Natural language region descriptions:
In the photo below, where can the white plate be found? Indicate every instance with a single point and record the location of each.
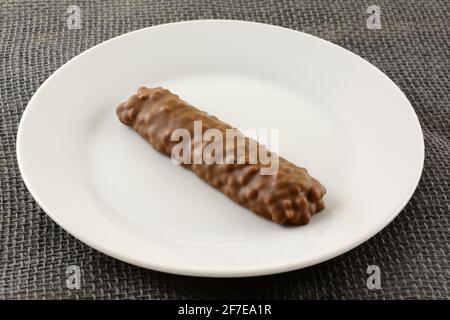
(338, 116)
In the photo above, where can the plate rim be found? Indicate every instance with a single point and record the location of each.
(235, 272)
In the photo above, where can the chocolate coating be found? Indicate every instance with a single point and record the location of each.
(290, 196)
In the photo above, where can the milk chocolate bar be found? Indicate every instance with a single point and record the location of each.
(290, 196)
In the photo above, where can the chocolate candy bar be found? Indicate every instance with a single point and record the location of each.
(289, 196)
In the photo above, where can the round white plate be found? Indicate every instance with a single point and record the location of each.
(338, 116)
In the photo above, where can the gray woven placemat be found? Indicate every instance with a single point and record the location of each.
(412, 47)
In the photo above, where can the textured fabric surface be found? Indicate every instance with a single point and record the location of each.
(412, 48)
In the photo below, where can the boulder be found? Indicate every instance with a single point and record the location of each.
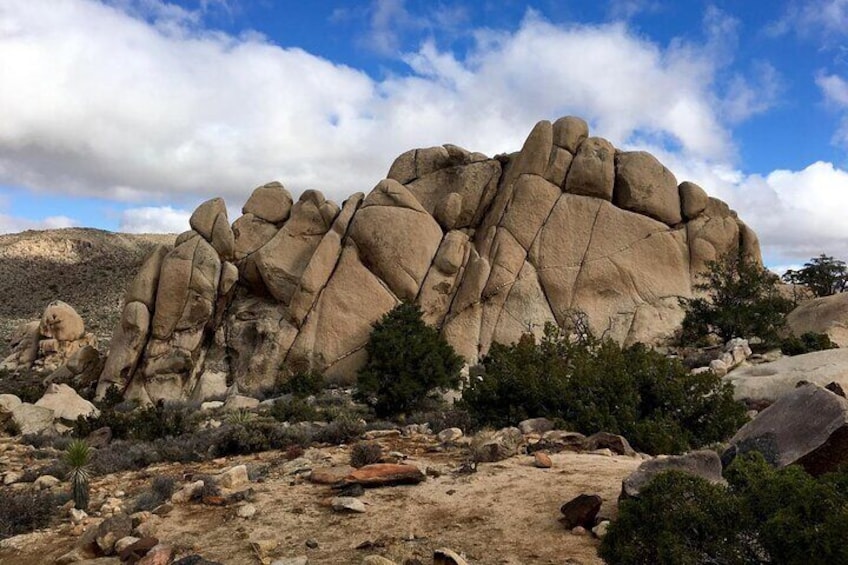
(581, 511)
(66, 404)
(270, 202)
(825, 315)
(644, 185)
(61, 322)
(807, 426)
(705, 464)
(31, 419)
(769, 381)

Instructions to follow
Set each line of the records down exactly, leaving every picture out.

Solution for this problem
In the photo below, where can the white plate be found? Indicate every instance with a single point and record the location of each.
(338, 116)
In the photo above, where can the plate rim be found? Indicate every instance with a single point and record the location of each.
(235, 272)
In the photo above, where can the chocolate coating be found? Indicate every instance with a single point and record the location of each.
(290, 196)
In the photo above, where can the milk chocolate bar be found? Indicate every instance with a single point and record the location of each.
(290, 196)
In the photo above, where can the chocolate candy bar be found? Indicate every instance with a single point and record the location of each.
(289, 196)
In the photo above, where can the round white plate be found? Indicate every instance with a single point and record the location of each.
(338, 116)
In the photo above, where can the gray woven placemat be found? Indicate every instance with a single point and record the location of each.
(412, 47)
In the photo above, where can the textured fabric surface be found? Indicate every instance with a single point and record the location of each.
(412, 48)
In the photo below, where can the boulder be found? Indicate every instance with a single point and record the location of each.
(581, 511)
(66, 404)
(270, 202)
(825, 315)
(644, 185)
(61, 322)
(807, 426)
(705, 464)
(31, 419)
(769, 381)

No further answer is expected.